## [Stored items]
— Begin —
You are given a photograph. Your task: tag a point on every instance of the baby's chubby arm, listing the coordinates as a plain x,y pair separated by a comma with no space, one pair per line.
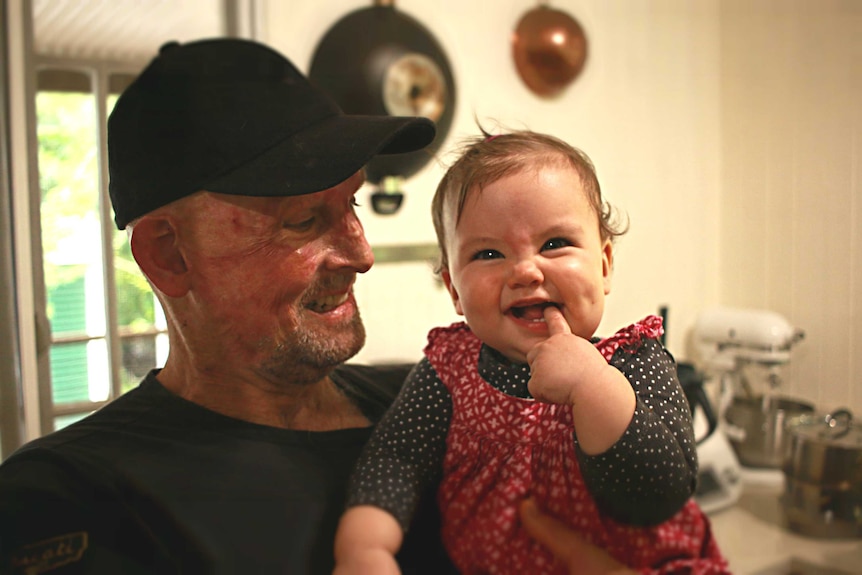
366,542
568,370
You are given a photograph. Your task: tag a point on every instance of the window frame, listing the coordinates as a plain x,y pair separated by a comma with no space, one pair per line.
48,73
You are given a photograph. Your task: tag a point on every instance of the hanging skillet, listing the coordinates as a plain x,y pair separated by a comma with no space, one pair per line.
380,61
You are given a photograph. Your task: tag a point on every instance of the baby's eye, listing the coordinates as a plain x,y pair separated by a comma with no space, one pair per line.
555,244
487,255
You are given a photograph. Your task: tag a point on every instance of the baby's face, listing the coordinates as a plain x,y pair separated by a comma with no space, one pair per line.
529,240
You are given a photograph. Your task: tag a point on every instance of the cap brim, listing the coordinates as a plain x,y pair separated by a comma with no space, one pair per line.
324,155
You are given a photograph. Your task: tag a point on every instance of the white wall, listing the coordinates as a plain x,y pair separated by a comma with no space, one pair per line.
727,130
792,181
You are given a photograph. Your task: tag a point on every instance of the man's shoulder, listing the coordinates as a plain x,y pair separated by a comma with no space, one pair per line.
372,387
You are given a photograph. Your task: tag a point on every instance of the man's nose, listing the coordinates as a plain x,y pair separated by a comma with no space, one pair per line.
351,248
525,272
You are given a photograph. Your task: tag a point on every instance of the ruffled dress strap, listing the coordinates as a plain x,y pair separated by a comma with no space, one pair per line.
630,338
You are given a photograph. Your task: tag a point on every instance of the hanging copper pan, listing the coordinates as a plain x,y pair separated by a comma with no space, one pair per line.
378,60
550,50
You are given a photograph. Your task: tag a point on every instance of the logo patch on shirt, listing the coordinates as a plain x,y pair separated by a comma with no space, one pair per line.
47,555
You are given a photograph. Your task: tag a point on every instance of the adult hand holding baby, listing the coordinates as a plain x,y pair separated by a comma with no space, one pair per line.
568,370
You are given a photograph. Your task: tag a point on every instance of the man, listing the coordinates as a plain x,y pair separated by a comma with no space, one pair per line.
236,178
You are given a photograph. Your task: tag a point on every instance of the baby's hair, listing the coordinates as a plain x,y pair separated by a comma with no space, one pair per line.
482,160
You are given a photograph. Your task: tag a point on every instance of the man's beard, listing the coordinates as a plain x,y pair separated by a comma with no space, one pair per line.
307,355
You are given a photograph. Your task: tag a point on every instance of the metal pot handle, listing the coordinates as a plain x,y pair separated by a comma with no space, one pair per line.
837,424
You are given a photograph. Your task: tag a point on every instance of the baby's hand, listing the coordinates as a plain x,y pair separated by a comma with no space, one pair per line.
563,363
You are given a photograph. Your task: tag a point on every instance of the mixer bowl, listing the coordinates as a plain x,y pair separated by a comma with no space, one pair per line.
757,428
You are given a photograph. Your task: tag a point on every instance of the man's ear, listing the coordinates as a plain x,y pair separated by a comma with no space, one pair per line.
155,247
453,293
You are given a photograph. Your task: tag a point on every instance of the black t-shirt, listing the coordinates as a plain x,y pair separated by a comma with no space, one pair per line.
153,483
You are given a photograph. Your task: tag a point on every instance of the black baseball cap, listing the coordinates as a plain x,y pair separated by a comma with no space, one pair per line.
235,117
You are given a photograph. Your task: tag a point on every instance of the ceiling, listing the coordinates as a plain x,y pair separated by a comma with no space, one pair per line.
124,30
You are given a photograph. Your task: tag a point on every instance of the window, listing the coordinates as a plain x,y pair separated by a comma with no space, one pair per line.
107,328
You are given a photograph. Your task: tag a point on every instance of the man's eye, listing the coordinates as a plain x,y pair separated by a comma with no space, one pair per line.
302,226
555,244
487,255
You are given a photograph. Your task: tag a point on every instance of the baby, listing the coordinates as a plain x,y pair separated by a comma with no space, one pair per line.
522,400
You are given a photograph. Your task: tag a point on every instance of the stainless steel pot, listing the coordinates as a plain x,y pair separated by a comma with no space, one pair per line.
756,427
823,476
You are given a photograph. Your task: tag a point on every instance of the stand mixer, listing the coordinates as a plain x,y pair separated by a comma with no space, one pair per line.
730,341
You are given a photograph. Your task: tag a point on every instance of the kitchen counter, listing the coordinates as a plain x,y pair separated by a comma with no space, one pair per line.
752,535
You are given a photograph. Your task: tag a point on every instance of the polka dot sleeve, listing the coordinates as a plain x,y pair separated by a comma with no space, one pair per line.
650,473
404,456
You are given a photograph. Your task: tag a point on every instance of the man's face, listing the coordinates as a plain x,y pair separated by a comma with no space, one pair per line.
272,281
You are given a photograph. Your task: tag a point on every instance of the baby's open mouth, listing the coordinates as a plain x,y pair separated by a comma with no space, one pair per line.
533,312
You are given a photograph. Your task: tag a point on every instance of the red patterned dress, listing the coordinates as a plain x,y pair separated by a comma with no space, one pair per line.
500,448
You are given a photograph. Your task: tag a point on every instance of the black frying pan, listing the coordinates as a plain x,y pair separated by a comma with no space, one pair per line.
380,61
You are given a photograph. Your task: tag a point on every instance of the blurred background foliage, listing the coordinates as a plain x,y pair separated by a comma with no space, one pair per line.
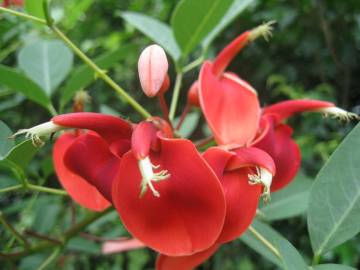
314,53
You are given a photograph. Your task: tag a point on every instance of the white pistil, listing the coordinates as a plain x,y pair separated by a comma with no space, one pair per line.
339,113
263,177
262,30
148,175
36,132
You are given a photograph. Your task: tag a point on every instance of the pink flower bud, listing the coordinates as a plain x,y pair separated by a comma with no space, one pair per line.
152,67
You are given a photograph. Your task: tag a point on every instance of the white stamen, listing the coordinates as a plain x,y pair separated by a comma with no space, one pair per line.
262,30
263,177
339,113
36,132
148,175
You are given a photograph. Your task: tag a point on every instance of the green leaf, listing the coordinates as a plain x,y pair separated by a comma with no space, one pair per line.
46,62
47,209
192,21
235,9
332,267
189,125
156,30
83,75
5,143
270,235
83,245
334,203
289,258
35,8
22,154
290,201
20,83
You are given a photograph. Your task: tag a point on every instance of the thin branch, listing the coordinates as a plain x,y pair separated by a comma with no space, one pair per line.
266,243
13,231
175,96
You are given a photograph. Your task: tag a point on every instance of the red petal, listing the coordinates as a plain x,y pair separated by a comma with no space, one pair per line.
230,106
251,157
241,197
285,152
285,109
90,158
78,188
229,52
189,214
109,127
218,158
121,245
164,262
242,200
143,137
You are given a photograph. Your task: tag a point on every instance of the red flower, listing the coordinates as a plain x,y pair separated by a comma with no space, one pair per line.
167,195
234,169
231,108
8,3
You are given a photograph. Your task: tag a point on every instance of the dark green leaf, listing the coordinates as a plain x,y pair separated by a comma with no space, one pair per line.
270,235
235,9
288,259
34,8
47,209
83,245
332,267
156,30
20,83
192,21
82,76
290,201
334,203
5,143
46,62
22,154
291,258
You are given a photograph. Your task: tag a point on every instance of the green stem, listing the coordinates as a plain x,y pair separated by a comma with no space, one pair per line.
175,96
266,243
47,190
98,71
23,15
50,259
101,73
316,259
14,232
193,64
3,190
45,245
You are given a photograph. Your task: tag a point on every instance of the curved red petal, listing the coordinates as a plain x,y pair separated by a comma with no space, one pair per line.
241,197
164,262
277,142
109,127
143,137
217,158
78,188
90,158
189,214
228,53
249,157
285,109
242,200
230,107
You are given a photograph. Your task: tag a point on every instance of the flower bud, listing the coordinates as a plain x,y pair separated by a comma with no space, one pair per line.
193,94
152,68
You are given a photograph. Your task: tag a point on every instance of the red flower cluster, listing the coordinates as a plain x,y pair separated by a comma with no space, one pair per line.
8,3
173,199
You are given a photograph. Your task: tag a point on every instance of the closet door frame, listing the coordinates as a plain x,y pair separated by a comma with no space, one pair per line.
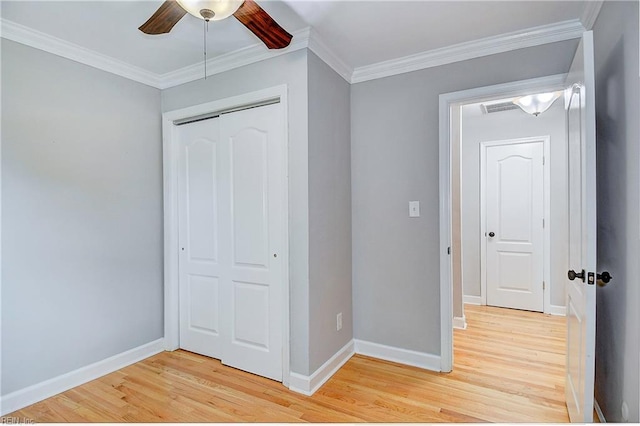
— End —
## [WHAT IS ASKED]
Pick out every line of the records above that contains the string "white", copying each one in full. Treat case as significant.

## [ANSWER TO THE PROBLEM]
You are given a photograph. Your task: tag a point on every instance of the white wall, listing the coordinates as a plain x,y pair separated by a comma with no space, one pair per line.
You are given a photograph. Your task: tag a point on every instance of the white pistil, listing the coordinates as a plain x,y pair separated by a comma with no space, one pair per line.
You are given a photograph. Your task: tag a point on every instance of the white stamen, listing the coordinates as a plain x,y pair separated by a comma with no space, one pair per line.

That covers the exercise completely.